#### Direction 1
In the closure-inlining write-up, copy everything from "In the experimental" down to "optimizer is documented!", swapping "optimizer" for "optimization phase".
#### Direction 2
Answer these about the closure-inlining write-up:
(a) Which option keeps private class members that see no use from being removed?
(b) How much in closures disappears from scala-compiler.jar?
(c) Which javap flag is needed to explore the resulting bytecode?
#### Direction 3
Write what comes next in the write-up on closure-inlining in the experimental optimizer, picking up after its final sentence.

## Start Provided text

In the experimental optimizer [1] closure-inlining handles methods receiving any number of anonymous closures. There's room for improvement, but the following is already working:
(a) each closure may be applied multiple times yet its inlining won't result in code duplication, because closure application is translated as invocation of a final method. (A follow-up analysis could determine whether inlining pays off, but the VM is already quite good at this). Want to know more details? This optimizer is documented!
(b) Specialization results in closure bodies expecting unboxed arguments, while FunctionX.apply() methods don't have primitives in their method descriptors. Provided the invoker has primitives to start with, the intermediares in charge of unboxing/boxing are collapsed into oblivion by closure-inlining.
(c) The experimental optimizer also elides all private class members that see no use (unless -YkeepUnusedPrivateClassMembers is given). Combined with closure-inlining, that results in 1.5 MiB worth of closures disappearing from scala-compiler.jar
(d) Closure inlining is also possible for non-trivial closure bodies that declare local methods, local classes, etc. For example, the following results in just Test.class and Test$.class being emitted:
object Test {
def main(args: Array[String]) {
(1 to 10) foreach { a => def ma(x: Int) = { x }
(11 to 20) foreach { b => def mb(y: Int) = { y }
println(ma(a) + mb(b))
}
}
}
}To explore the resulting bytecode, javap -private is necessary. If using the -Ygen-javap option of scalac, the following change in JavapBytecodeWriter achieves the same:
javap(Seq("-c", "-private", classFile.name)) foreach (_.show())
Regarding "room for improvement", currently both method-inlining and closure-inlining focus on the targets of callsites that are statically known to be @inline, moreover without running a type-flow analysis (which is available, and quite fast too, but initially only the low-hanging cases are considered). The reasoning behind this is allowing "optimization levels", for example: (0) no optimization; (1) only intra-method; (2) inter-procedural without type-flow analysis; (3) the whole thing.

## End Provided text
## Start Given entries

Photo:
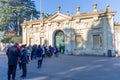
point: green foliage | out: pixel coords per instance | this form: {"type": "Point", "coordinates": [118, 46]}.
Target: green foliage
{"type": "Point", "coordinates": [13, 13]}
{"type": "Point", "coordinates": [11, 39]}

## End Given entries

#### Task output 1
In the experimental optimization phase [1] closure-inlining handles methods receiving any number of anonymous closures. There's room for improvement, but the following is already working:
(a) each closure may be applied multiple times yet its inlining won't result in code duplication, because closure application is translated as invocation of a final method. (A follow-up analysis could determine whether inlining pays off, but the VM is already quite good at this). Want to know more details? This optimization phase is documented!

#### Task output 2
(a) -YkeepUnusedPrivateClassMembers
(b) 1.5 MiB
(c) -private

#### Task output 3
Comments and suggestions are welcome. The "prototype" bootstraps and thus should be able to cope with your benchmarks of choice. As to suggestions, one of the strengths of ASM is the ease of adding intra-method and intra-class optimizations , so please feel free to point out code snippets that could be improved.
A comment about Range.foreach. A previous design got the job done invoking the closure twice (once in a loop and one more time outside it). That design would have worked wonderfully with the experimental optimizer. Currently, the Range.foreach() hands over the closure to Range.validateRangeBoundaries(). The experimental optimizer still stack-allocates the closure, at the cost of inlining both of those methods. Just an example where code hand-tuned for some optimizer quirks might benefit from a more natural formulation.
BTW, the "closureConversionMethodHandle()" utility in UnCurry is used by the experimental optimizer for closure-inlining, but it could also serve as basis for MethodHandle experiments.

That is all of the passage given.